Record set START

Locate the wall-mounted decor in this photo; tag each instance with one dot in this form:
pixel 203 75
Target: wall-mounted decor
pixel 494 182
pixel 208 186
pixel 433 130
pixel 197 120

Record set END

• **Required work**
Each line of the material above must be reproduced exactly.

• **Answer to this problem**
Locate the wall-mounted decor in this photo; tag each instance with one dot in this form:
pixel 203 75
Target: wall-mounted decor
pixel 494 182
pixel 208 186
pixel 433 130
pixel 197 120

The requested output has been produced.